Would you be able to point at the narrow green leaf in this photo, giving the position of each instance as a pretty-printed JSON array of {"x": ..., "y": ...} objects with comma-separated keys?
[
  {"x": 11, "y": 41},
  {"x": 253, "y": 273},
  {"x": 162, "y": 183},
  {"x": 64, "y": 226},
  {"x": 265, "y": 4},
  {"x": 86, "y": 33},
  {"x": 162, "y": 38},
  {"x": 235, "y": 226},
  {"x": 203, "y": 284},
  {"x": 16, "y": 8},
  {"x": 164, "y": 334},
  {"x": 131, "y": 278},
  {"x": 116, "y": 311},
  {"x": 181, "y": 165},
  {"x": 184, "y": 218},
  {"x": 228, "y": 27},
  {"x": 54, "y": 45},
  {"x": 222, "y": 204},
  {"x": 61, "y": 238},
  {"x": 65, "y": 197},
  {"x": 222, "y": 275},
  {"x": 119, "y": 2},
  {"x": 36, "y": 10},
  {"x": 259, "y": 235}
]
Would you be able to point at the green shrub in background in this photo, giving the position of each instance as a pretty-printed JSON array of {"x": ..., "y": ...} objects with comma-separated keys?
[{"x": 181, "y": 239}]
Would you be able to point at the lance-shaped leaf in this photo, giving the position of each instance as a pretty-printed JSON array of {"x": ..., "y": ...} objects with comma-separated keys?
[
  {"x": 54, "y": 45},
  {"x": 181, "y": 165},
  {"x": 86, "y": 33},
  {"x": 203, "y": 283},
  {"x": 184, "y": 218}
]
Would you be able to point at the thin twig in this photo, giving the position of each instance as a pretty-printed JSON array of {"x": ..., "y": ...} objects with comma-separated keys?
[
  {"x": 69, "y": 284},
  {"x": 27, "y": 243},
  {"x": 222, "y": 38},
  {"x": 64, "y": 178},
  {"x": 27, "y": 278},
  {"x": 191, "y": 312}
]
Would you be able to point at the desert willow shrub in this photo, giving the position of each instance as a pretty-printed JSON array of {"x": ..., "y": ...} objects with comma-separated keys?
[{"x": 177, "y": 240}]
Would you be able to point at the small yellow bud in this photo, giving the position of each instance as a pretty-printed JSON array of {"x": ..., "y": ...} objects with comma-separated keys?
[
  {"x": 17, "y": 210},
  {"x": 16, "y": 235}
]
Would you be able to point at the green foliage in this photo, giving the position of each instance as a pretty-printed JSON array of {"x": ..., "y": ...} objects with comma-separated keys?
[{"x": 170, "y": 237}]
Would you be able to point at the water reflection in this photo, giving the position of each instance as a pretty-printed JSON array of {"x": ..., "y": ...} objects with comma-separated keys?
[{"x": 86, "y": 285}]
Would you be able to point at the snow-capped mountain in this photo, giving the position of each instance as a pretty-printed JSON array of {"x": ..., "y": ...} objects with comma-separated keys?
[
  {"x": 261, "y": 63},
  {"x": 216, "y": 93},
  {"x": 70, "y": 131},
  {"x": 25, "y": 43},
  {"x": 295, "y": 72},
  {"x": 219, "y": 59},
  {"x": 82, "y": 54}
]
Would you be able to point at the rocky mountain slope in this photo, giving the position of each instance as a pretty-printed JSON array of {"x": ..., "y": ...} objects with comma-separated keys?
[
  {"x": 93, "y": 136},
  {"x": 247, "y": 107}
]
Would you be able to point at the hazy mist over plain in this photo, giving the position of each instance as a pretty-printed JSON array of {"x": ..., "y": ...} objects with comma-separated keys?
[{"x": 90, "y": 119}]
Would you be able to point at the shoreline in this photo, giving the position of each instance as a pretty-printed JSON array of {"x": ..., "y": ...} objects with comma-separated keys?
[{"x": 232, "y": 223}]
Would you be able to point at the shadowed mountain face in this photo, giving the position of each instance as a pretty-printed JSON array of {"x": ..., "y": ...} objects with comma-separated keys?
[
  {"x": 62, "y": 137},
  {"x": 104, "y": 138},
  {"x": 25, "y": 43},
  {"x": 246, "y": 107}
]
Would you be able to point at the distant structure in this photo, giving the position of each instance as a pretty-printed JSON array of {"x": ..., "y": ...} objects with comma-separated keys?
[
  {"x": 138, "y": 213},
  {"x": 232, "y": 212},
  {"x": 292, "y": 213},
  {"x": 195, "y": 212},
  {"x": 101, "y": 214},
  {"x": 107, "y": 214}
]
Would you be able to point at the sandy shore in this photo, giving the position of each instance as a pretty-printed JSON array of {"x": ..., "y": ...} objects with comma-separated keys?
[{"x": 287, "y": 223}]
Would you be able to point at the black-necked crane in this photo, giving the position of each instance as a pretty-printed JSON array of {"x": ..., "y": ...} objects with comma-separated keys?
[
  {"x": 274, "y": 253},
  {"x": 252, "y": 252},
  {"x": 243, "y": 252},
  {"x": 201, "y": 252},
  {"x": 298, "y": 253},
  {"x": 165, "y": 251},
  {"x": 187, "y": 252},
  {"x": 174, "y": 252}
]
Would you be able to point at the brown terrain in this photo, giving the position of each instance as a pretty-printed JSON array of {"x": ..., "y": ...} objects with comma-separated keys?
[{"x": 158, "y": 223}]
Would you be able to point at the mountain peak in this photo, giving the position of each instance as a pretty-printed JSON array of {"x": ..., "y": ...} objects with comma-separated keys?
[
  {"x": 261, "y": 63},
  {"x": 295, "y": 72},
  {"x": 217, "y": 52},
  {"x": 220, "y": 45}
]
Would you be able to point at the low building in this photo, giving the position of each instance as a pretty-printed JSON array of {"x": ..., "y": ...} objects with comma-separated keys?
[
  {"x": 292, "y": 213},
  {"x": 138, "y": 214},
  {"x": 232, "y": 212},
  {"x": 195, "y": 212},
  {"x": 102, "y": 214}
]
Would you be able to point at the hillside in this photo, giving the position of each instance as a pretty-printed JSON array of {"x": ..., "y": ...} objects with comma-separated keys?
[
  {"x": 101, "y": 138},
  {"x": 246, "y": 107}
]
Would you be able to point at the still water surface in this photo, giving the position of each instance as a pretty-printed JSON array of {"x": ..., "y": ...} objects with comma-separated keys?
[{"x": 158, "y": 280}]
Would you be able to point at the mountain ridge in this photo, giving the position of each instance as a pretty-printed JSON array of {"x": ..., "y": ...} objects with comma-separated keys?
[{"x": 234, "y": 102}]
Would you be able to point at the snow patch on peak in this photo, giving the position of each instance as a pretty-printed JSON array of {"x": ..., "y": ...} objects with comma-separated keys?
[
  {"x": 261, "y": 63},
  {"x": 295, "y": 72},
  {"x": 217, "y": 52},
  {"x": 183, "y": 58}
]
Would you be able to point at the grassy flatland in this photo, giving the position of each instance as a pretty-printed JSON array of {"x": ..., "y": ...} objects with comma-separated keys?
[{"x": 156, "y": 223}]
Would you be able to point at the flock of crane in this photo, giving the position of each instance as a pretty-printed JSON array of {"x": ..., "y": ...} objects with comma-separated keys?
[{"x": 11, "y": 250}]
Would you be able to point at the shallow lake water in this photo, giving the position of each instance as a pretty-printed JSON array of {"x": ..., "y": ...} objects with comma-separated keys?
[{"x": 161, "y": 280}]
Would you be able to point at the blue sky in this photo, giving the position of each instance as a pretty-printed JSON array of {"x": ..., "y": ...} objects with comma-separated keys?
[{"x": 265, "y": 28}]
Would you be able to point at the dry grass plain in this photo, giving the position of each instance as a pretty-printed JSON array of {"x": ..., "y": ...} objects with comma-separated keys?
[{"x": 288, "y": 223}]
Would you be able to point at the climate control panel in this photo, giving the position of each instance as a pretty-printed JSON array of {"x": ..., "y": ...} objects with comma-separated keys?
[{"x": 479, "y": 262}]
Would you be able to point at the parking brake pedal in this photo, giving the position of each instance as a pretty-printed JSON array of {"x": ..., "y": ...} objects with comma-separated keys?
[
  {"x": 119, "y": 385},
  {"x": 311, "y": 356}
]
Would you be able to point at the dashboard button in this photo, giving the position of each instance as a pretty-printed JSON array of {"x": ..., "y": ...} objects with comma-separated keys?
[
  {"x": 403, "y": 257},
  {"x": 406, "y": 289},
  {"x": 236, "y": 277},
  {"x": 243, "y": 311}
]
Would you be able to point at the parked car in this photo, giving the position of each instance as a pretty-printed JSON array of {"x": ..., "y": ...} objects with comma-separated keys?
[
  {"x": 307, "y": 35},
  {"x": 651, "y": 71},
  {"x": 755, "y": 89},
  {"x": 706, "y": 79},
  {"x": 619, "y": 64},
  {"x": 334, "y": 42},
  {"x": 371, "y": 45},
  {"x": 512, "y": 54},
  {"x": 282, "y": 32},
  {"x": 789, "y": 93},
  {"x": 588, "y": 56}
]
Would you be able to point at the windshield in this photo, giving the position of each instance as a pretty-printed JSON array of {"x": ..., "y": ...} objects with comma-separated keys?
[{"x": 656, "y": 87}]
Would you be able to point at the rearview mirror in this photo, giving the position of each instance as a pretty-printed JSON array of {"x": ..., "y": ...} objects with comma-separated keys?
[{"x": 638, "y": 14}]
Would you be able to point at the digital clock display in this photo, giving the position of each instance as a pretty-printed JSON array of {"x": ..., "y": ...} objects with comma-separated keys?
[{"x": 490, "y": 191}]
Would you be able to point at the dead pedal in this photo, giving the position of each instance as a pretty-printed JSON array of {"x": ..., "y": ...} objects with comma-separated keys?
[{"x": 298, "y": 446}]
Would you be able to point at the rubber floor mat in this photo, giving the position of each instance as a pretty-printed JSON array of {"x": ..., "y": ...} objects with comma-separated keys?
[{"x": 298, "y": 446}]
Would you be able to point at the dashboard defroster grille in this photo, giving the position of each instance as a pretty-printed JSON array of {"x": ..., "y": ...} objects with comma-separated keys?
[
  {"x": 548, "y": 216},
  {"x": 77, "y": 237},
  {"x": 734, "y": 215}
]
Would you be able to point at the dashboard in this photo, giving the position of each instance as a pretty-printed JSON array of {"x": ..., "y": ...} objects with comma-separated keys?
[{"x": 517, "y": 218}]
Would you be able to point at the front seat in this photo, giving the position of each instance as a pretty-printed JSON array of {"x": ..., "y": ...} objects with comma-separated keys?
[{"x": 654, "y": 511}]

Task goal: Retype exactly, please, each line from the line that contains "Would you be able to point at the dashboard defroster" through the last line of the entries above, with nothing added.

Task output:
Would you be able to point at the dashboard defroster grille in this photo, giving the position of each instance as a pretty-printed JSON array of {"x": ..., "y": ...} objects with comma-separated keys?
[
  {"x": 548, "y": 216},
  {"x": 77, "y": 237},
  {"x": 734, "y": 215}
]
Would you be able to point at the dashboard in this photo, giving the position of each instance as a pretty-printed JSON array of {"x": ..., "y": ...} objects with comma-separated keys?
[{"x": 517, "y": 218}]
Would you be able to point at the front seat in this photo, giving the position of each instance as a pretty-printed JSON array of {"x": ..., "y": ...} objects with comma-separated keys?
[{"x": 654, "y": 511}]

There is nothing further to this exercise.